### LIST OF TASKS
(1) In the social work module description, how will the group presentation be graded?
(2) Extend the social work module description, starting after the last skill in its list.

### TEXT BLOCK
++++++++

In their Action Learning Sets students will work on producing a 20-30-minute group presentation/role play panel discussion, focusing on a social work focused case study; they will be required to demonstrate critical awareness of theories, research, processes and professional skills relevant to that area of social work processes, and to reflect on service user/carer perspectives & involvement and the impact of these on their practice. The presentation will be assessed by a member of the module teaching team and will be graded pass/fail.
Students will also need to produce a written assignment following on from the group presentation/role play panel discussion, which reflects on and explores issues including values, ethics & diversity and the complexities of professional social work practice and decision making. This coursework will also be expected to include reflection on the collaborative working process and the student’s own learning & development. Coursework will be marked by academic staff.
Some relevant skills are-:
- Assertiveness skills - being able to challenge and confront issues of concern
- Creating a rapport and establishing a relationship
- Social pedagogy
- Empowerment and enabling skills
- Managing professional boundaries
- Offering encouragement and validation
- Person centred counselling skills- communication skills eg open questions and Unconditional Positive - Carl Rogers
- Knowledge of local resources
- Knowledge people of Human rights.
- Knowledge of Mental Health Act and Care Act, Housing legislation.
- Recognition of risk – positive risk taking, but also when decision making puts service at risk of harm or others at risk of harm.

++++++++

### PROVIDED DATA

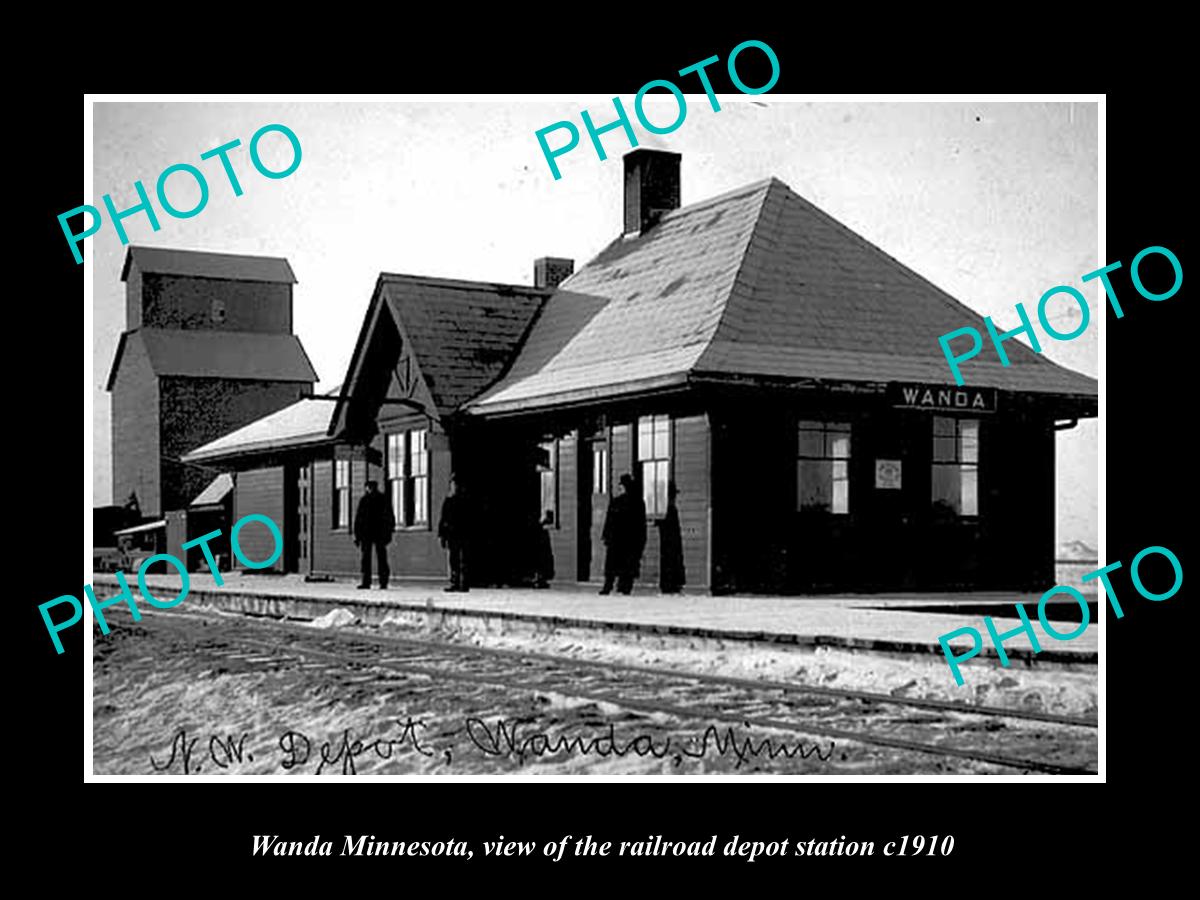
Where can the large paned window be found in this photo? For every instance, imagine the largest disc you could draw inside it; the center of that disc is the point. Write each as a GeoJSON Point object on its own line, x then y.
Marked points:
{"type": "Point", "coordinates": [654, 454]}
{"type": "Point", "coordinates": [822, 467]}
{"type": "Point", "coordinates": [407, 461]}
{"type": "Point", "coordinates": [341, 493]}
{"type": "Point", "coordinates": [547, 474]}
{"type": "Point", "coordinates": [957, 465]}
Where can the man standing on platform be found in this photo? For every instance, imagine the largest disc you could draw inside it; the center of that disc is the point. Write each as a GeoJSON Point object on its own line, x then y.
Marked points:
{"type": "Point", "coordinates": [624, 537]}
{"type": "Point", "coordinates": [453, 531]}
{"type": "Point", "coordinates": [373, 525]}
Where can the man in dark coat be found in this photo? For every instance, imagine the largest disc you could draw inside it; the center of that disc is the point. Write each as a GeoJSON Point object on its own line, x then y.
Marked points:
{"type": "Point", "coordinates": [373, 525]}
{"type": "Point", "coordinates": [454, 532]}
{"type": "Point", "coordinates": [624, 537]}
{"type": "Point", "coordinates": [671, 569]}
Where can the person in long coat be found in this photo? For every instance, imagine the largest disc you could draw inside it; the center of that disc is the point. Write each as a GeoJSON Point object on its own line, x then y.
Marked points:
{"type": "Point", "coordinates": [373, 525]}
{"type": "Point", "coordinates": [454, 529]}
{"type": "Point", "coordinates": [671, 570]}
{"type": "Point", "coordinates": [624, 537]}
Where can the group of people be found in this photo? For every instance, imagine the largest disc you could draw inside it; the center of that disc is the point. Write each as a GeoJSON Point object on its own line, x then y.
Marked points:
{"type": "Point", "coordinates": [624, 538]}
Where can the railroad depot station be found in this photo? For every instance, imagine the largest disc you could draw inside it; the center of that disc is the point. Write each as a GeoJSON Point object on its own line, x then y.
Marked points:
{"type": "Point", "coordinates": [779, 370]}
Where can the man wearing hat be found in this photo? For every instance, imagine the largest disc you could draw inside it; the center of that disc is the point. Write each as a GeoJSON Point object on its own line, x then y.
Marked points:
{"type": "Point", "coordinates": [373, 525]}
{"type": "Point", "coordinates": [624, 537]}
{"type": "Point", "coordinates": [453, 532]}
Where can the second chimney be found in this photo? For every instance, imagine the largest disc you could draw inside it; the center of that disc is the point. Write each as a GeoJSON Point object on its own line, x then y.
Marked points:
{"type": "Point", "coordinates": [551, 271]}
{"type": "Point", "coordinates": [652, 187]}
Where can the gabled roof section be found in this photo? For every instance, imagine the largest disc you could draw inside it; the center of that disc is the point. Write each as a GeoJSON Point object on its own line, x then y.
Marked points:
{"type": "Point", "coordinates": [816, 300]}
{"type": "Point", "coordinates": [757, 282]}
{"type": "Point", "coordinates": [641, 313]}
{"type": "Point", "coordinates": [233, 267]}
{"type": "Point", "coordinates": [203, 353]}
{"type": "Point", "coordinates": [301, 424]}
{"type": "Point", "coordinates": [455, 337]}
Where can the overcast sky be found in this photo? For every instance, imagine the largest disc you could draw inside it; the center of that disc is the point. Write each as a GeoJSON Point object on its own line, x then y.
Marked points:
{"type": "Point", "coordinates": [991, 202]}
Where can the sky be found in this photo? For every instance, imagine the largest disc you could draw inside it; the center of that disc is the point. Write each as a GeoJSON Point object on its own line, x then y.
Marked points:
{"type": "Point", "coordinates": [995, 203]}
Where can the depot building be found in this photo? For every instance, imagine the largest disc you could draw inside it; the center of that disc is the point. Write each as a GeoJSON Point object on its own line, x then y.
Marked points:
{"type": "Point", "coordinates": [779, 370]}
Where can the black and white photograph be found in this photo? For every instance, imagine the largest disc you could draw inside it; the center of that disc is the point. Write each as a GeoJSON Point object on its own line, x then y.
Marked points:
{"type": "Point", "coordinates": [431, 442]}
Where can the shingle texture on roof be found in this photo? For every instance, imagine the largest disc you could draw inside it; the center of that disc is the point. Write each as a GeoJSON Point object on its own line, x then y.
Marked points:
{"type": "Point", "coordinates": [463, 334]}
{"type": "Point", "coordinates": [303, 423]}
{"type": "Point", "coordinates": [235, 267]}
{"type": "Point", "coordinates": [198, 353]}
{"type": "Point", "coordinates": [642, 312]}
{"type": "Point", "coordinates": [756, 282]}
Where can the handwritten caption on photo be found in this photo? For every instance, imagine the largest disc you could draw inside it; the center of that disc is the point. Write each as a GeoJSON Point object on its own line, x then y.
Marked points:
{"type": "Point", "coordinates": [125, 594]}
{"type": "Point", "coordinates": [508, 738]}
{"type": "Point", "coordinates": [1026, 627]}
{"type": "Point", "coordinates": [655, 845]}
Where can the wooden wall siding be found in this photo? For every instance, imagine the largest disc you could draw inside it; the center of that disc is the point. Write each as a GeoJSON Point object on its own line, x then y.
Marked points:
{"type": "Point", "coordinates": [133, 299]}
{"type": "Point", "coordinates": [136, 444]}
{"type": "Point", "coordinates": [262, 492]}
{"type": "Point", "coordinates": [691, 479]}
{"type": "Point", "coordinates": [186, 303]}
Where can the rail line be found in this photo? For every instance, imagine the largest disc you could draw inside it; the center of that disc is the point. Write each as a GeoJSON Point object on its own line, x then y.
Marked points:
{"type": "Point", "coordinates": [648, 689]}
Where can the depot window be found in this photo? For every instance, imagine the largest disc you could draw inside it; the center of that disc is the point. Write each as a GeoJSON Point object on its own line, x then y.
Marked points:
{"type": "Point", "coordinates": [341, 493]}
{"type": "Point", "coordinates": [823, 467]}
{"type": "Point", "coordinates": [407, 460]}
{"type": "Point", "coordinates": [654, 454]}
{"type": "Point", "coordinates": [547, 474]}
{"type": "Point", "coordinates": [957, 465]}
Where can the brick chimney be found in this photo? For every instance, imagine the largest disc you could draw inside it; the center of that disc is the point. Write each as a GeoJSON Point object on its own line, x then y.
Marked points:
{"type": "Point", "coordinates": [551, 271]}
{"type": "Point", "coordinates": [652, 187]}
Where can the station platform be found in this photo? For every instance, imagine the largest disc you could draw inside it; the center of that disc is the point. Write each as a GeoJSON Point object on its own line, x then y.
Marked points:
{"type": "Point", "coordinates": [892, 623]}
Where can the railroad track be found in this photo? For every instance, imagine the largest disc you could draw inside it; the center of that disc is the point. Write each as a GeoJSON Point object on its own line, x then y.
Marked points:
{"type": "Point", "coordinates": [960, 730]}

++++++++

### YOUR WRITTEN ANSWERS
(1) Pass/fail.

(2)
- Look at PCFs
- Providing information
- Providing practical and emotional support
- Record keeping skills
- Reflective practice
- Using supervision creatively
- Working in partnership with AS
Some Theories that could be considered
- Theories of practise – loss and grief, Maslow balance of needs, Erickson human development theory, collaborative practise
- Loss and grief because he loss is love and job
- Erikson, Maslow, development theories
- Medical and Social model theories
- Relationship building
- Person Centred Approach (including Unconditional Positive Regard by Carl Rogers)
- Collaboration with other agencies and professionals
ü Loss and grief (She was his life)
ü Medical model (Once very active, Alfie is now lethargic and depressed. He stares at the floor avoiding eye contact. He is occasionally irritable and prone to verbal outbursts but is mostly quiet) (He is also on Warfarin and Epilem)
ü Social model (He has regular fits. With no family or friends to help) (He is reluctant to go out saying that he has no life. He is petrified of having a fit in public and thinks at best he will be ridiculed, at worst left to die. “I don’t even know what happens when I fit – nobody tells me anything,” he has said. He feels that he invested all his love into his wife and was rejected. He had a life and money then. Now, he feels he has nothing and cannot make relationships. He refuses to attend a day service. He can’t taste food so has little interest in it. He drinks 10 to 20 cups of coffee, smokes 40 cigarettes and drinks half a bottle of whisky a day.)